§ ARTICLE
Effective corporate governance relies on efficient shareholder engagement and monitoring to foster transparency, responsibility, accountability and market integrity. Empirical research points to the impact of responsible governance practices, demonstrating that companies with strong corporate governance tend to produce higher returns at more prudent levels of risk.

The WSIB believes that the mission of maximizing investment returns comes with the responsibility of maintaining vigilant oversight over the management policies and practices of the companies in our portfolios. As a long-term investor, the WSIB recognizes the importance of promoting and influencing long-term growth disciplines across the entire investment value chain. Therefore, active participation and collaborative dialogue with corporate leadership is a vital part of WSIB’s role as a responsible asset owner.

As one of the country’s largest institutional investors, the WSIB believes the proxy voting ballot is one of the most effective tools for positively influencing companies toward greater board accountability, genuine transparency and increased focus on long-term growth strategies. The WSIB also works collectively with like-minded investors, corporate leaders and industry organizations to advance important environmental, social and governance (ESG) positions, practices and proposals.
Proxy Voting Report (Note: 2017 and earlier only contain the top 300):
Proxy Voting Policy and Guidelines
2018 Proxy Voting Highlights:
The WSIB voted on 3,006 U.S. corporate meetings in 2018.
Proxy votes were cast on 26,384 individual proposals dealing primarily with the election of directors (68.01 percent), ratification of auditor (9.71 percent) and advisory vote on executive compensation or “say on pay” (8.29 percent).
Of the total 17,943 director votes in 2018, the WSIB voted “against” or “withheld” from 1,315 nominees (7.33 percent).

§ DATA PROVIDED

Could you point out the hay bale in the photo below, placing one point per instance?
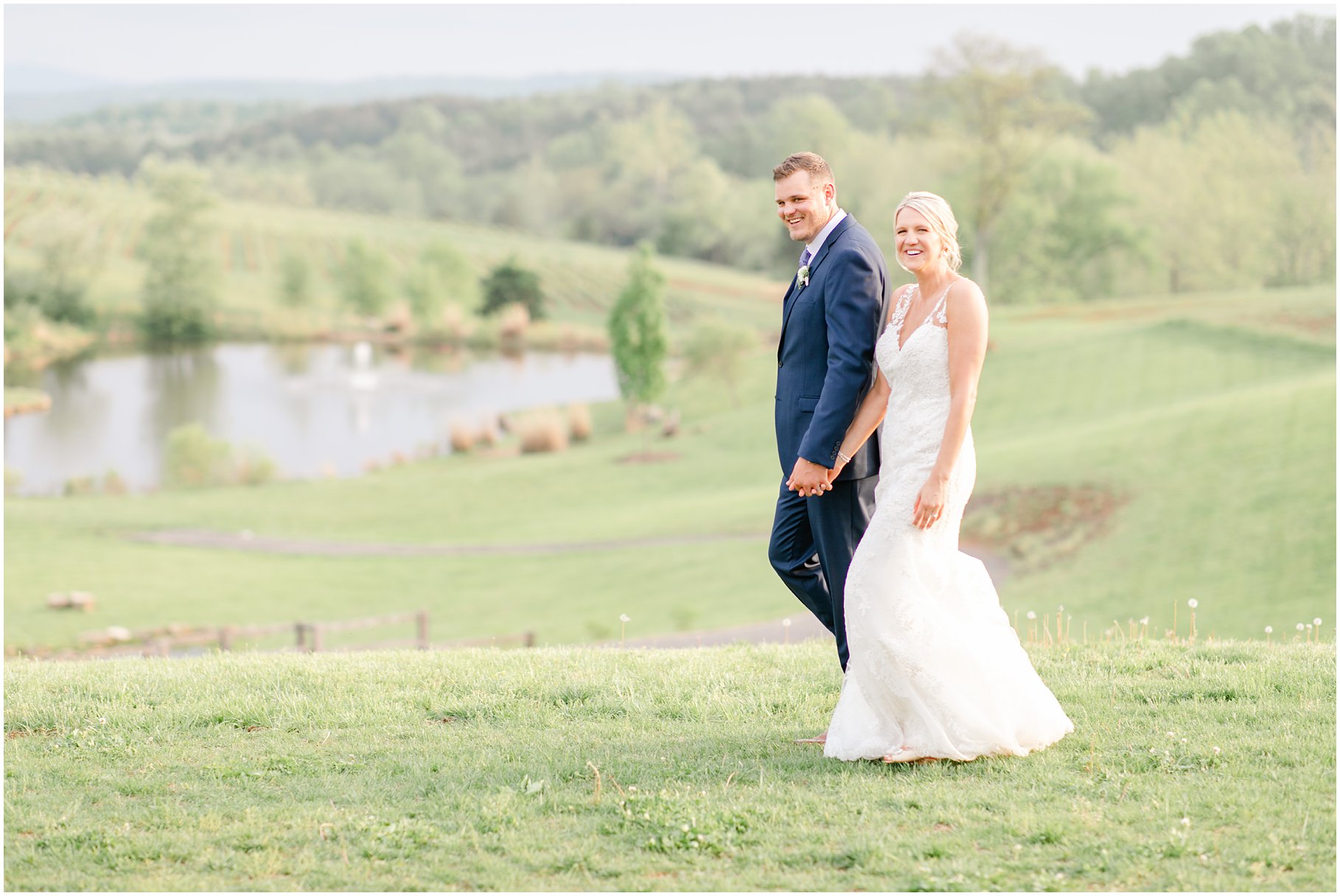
(463, 435)
(543, 432)
(579, 422)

§ GIVEN REQUEST 1
In the WSIB proxy voting article, how many U.S. corporate meetings did the WSIB vote on in 2018?
§ GIVEN REQUEST 2
Extend the article on WSIB proxy voting, picking up after its final sentence.

§ ANSWER 1
3,006

§ ANSWER 2
The 2018 corporate governance program resulted in the WSIB voting to oppose 321 of 2,186 advisory proposals on executive compensation (14.68 percent) and to oppose 93 of 529 equity compensation plans (17.58 percent).
Shareholder “activism” and ESG initiatives are often driven through the shareholder proposal process. The number of shareholder proposals going to a vote in the U.S. market somewhat declined last year, with proxy advisory firm Glass Lewis reviewing 433 such resolutions in 2018 as compared to 453 in 2017, reflecting an ongoing trend over the past few years.

There are a few market explanations for this decline, including that more companies have now embraced “best practice” standards such as majority voting, and also because more companies and investors are engaging directly on these issues and resolving issues (or withdrawing resolutions) before they go to a shareholder vote. Another reason for this decline is regulators increasingly flexing their discretion to exclude shareholder proposals.

Common shareholder proposal topics in 2018 were board declassification, majority voting standards, diversity and climate change-related resolutions, and emerging issues such as gun control and opioid board oversight. The WSIB supported 63.0 percent of shareholder proposals in 2018, an increase from 50.9 percent in 2017.